Tarefas escritas:
**a)** Segundo o texto, quantas incursões à Antártica Jefferson Cardia Simões já fez?
**b)** Copie do texto o trecho entre "Na última semana, o" e "esse campo estuda?", inclusive.

Texto:
++++++++++++++++++++
Na última semana, o professor Jefferson Cardia Simões, do Instituto de Geociências da Universidade Federal do Rio Grande do Sul (Ufrgs), foi eleito membro da Academia Mundial de Ciências para o Avanço da Ciência nos Países em Desenvolvimento (TWAS).  Entre os 63 novos membros da entidade, que é vinculada à Unesco, há oito brasileiros
Essa é a primeira vez que um cientista latino-americano polar é eleito para a entidade. O Jornal do Comércio conversou com o pesquisador, que é pioneiro nos estudos de Glaciologia no Brasil. Com uma bagagem de 27 incursões à Antártica, Simões destacou a importância dos polos para o equilíbrio climático. 
Jornal do Comércio - O professor é um pioneiro da Glaciologia no Brasil. O que é Glaciologia e quais fenômenos esse campo estuda?
++++++++++++++++++++
Material fornecido:
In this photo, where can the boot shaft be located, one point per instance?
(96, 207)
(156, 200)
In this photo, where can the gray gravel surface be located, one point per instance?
++++++++++++++++++++
Respostas em ordem:
**a)** 27 incursões.

**b)**
Na última semana, o professor Jefferson Cardia Simões, do Instituto de Geociências da Universidade Federal do Rio Grande do Sul (Ufrgs), foi eleito membro da Academia Mundial de Ciências para o Avanço da Ciência nos Países em Desenvolvimento (TWAS).  Entre os 63 novos membros da entidade, que é vinculada à Unesco, há oito brasileiros
Essa é a primeira vez que um cientista latino-americano polar é eleito para a entidade. O Jornal do Comércio conversou com o pesquisador, que é pioneiro nos estudos de Glaciologia no Brasil. Com uma bagagem de 27 incursões à Antártica, Simões destacou a importância dos polos para o equilíbrio climático. 
Jornal do Comércio - O professor é um pioneiro da Glaciologia no Brasil. O que é Glaciologia e quais fenômenos esse campo estuda?